### Supplied passage
>> START

On May 9, 2016, the International Organization of Securities Commissions (IOSCO),* a global organization consisting of securities regulatory authorities and securities exchanges in countries and regions worldwide, conducted research on the price formation process of physically-delivered commodity derivatives contracts traded on regulated exchanges and issued a report thereof.

*Note 1: The IOSCO member organizations include the Ministry of Economy, Trade and Industry (METI), the Financial Services Agency (FSA), and the Ministry of Agriculture, Forestry and Fisheries (MAFF), as well as the Commodity Futures Trading Commission (CFTC), the United States, and the Financial Conduct Authority, the United Kingdom.

1. Background

The price formation process for commodity derivatives is complex and is affected by many factors, not just the traditional elements of supply and demand. In particular, physical delivery and storage infrastructure can have a profound impact on the price formation of the futures markets. To address this situation, the IOSCO conducted research on the price formation process of physically-delivered commodity derivatives contracts traded on regulated exchanges.

2. Outline of the report

The report shows that IOSCO’s Principles for the Regulation and Supervision of Commodity Derivatives Markets,** published in September 2011, states the importance of physical delivery for convergence between the derivatives and the physical market prices, and concludes that it provides an adequate framework for implementing effective oversight, governance and operational controls of storage infrastructure.

>> END

### Set task A
According to the passage on commodity derivatives price formation, in what month and year were IOSCO's Principles for the Regulation and Supervision of Commodity Derivatives Markets published?

### The data
>> START

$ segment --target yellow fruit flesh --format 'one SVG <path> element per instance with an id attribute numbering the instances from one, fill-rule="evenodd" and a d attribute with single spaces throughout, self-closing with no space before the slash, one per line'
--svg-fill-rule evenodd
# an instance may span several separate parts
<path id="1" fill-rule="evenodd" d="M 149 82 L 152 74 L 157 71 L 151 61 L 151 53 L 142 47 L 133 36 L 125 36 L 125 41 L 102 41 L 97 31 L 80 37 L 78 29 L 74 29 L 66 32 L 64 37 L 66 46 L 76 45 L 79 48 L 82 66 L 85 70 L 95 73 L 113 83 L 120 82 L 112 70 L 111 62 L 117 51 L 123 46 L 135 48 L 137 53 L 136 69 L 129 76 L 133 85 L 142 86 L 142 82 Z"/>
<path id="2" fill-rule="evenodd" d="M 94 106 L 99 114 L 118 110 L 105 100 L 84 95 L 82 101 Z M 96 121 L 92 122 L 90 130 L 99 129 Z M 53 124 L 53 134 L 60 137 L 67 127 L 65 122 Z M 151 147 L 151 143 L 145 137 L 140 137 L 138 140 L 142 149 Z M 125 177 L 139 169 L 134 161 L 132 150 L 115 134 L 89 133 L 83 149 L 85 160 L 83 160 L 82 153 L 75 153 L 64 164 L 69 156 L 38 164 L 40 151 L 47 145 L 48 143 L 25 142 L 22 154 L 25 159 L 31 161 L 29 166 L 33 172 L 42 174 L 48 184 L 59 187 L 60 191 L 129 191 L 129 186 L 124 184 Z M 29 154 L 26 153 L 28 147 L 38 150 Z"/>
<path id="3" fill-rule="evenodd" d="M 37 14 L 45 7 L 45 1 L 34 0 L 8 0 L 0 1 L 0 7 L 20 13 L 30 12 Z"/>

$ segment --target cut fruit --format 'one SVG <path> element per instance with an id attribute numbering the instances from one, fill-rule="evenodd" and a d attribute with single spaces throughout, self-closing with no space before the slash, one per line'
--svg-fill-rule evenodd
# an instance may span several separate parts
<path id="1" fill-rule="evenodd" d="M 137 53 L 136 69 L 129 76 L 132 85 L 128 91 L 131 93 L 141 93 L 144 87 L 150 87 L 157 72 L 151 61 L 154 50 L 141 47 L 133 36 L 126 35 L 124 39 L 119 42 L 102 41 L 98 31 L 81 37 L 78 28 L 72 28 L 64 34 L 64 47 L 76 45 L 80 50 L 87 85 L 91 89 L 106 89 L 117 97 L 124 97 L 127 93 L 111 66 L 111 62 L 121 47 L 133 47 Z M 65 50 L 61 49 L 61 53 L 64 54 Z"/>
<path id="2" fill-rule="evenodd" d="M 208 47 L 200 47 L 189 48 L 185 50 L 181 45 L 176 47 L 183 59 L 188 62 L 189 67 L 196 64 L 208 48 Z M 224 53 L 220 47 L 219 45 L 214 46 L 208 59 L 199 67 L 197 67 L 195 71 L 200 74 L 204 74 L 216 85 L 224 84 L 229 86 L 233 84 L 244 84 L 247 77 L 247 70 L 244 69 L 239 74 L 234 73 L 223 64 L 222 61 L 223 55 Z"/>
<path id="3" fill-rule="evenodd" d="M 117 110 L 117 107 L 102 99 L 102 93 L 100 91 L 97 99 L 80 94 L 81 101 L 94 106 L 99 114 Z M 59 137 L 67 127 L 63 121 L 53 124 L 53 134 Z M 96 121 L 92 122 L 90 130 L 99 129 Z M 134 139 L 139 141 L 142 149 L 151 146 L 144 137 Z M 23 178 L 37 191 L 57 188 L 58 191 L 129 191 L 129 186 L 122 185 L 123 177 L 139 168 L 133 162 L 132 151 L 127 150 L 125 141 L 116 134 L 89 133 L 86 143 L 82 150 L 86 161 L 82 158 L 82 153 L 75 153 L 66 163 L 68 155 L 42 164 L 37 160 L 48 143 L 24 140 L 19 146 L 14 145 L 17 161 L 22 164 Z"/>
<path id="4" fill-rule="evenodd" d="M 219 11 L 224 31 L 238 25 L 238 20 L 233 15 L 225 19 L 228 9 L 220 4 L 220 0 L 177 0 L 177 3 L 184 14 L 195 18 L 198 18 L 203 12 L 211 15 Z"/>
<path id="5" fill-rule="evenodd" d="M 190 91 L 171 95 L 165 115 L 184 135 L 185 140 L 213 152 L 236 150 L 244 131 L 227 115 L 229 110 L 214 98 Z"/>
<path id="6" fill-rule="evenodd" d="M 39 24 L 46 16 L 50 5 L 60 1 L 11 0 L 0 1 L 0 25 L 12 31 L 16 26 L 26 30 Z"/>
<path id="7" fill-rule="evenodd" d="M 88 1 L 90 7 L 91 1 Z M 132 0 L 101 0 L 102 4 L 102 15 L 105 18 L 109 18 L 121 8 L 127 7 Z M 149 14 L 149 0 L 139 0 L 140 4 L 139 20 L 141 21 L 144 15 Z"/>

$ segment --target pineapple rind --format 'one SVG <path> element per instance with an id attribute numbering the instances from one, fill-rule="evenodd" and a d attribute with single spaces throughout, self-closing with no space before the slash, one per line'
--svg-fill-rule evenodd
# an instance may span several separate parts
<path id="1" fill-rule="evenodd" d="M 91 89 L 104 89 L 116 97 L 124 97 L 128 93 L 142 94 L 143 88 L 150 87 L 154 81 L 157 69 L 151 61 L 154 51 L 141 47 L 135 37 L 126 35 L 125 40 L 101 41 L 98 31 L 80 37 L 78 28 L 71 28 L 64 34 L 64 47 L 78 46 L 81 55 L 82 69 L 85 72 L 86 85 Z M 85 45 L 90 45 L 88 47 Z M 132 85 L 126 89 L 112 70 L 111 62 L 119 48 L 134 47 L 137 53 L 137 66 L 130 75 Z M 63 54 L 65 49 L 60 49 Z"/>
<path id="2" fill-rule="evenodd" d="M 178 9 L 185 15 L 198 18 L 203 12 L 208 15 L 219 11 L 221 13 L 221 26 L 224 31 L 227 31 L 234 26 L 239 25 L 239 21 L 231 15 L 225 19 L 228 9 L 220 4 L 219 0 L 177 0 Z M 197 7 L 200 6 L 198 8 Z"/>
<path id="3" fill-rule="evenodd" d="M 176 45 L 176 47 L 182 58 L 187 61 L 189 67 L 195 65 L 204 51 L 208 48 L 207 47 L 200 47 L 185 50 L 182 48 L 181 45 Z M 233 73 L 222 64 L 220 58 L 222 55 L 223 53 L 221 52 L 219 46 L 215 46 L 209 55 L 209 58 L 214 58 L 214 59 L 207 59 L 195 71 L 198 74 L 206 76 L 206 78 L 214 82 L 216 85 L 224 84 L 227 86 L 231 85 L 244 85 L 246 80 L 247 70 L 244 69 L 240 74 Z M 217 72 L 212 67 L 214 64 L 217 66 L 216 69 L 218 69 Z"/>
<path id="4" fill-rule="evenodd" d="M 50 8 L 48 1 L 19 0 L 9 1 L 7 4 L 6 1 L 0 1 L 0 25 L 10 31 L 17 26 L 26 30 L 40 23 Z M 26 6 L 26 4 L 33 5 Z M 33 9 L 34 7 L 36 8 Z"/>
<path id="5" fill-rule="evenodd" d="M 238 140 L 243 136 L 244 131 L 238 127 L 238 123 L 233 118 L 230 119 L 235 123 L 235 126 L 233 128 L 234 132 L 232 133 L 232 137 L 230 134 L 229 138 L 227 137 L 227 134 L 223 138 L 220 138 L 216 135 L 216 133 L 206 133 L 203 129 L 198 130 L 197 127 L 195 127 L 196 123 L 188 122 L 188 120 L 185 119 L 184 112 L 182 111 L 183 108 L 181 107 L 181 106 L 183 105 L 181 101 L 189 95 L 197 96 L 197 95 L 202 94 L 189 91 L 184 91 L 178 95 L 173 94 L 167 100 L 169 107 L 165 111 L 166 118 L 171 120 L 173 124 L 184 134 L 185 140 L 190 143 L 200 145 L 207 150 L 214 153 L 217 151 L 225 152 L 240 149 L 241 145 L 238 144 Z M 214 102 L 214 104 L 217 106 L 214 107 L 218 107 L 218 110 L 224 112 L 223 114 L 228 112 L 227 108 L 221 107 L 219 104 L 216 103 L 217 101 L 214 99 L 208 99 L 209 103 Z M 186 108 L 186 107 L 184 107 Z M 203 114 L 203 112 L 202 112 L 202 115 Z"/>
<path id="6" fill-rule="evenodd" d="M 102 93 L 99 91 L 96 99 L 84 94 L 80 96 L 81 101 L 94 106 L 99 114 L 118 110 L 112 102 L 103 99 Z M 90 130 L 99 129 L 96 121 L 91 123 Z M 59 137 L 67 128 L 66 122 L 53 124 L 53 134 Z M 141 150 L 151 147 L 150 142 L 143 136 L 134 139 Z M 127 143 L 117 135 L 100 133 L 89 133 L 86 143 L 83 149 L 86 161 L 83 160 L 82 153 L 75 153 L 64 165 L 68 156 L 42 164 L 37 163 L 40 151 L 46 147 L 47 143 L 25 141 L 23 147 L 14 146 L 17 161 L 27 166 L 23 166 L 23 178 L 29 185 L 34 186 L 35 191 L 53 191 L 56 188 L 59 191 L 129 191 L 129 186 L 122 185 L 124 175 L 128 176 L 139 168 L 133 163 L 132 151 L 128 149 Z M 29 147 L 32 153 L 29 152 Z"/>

>> END

### Set task B
Recast the rows as a numbered list, starting from their first line and running through the line that contains "149 82 L 152", both ends included. Leave out blank lines.

### Written solution A
September 2011

### Written solution B
1. $ segment --target yellow fruit flesh --format 'one SVG <path> element per instance with an id attribute numbering the instances from one, fill-rule="evenodd" and a d attribute with single spaces throughout, self-closing with no space before the slash, one per line'
2. --svg-fill-rule evenodd
3. # an instance may span several separate parts
4. <path id="1" fill-rule="evenodd" d="M 149 82 L 152 74 L 157 71 L 151 61 L 151 53 L 142 47 L 133 36 L 125 36 L 125 41 L 102 41 L 97 31 L 80 37 L 78 29 L 74 29 L 66 32 L 64 37 L 66 46 L 76 45 L 79 48 L 82 66 L 85 70 L 95 73 L 113 83 L 120 82 L 112 70 L 111 62 L 117 51 L 123 46 L 135 48 L 137 53 L 136 69 L 129 76 L 133 85 L 142 86 L 142 82 Z"/>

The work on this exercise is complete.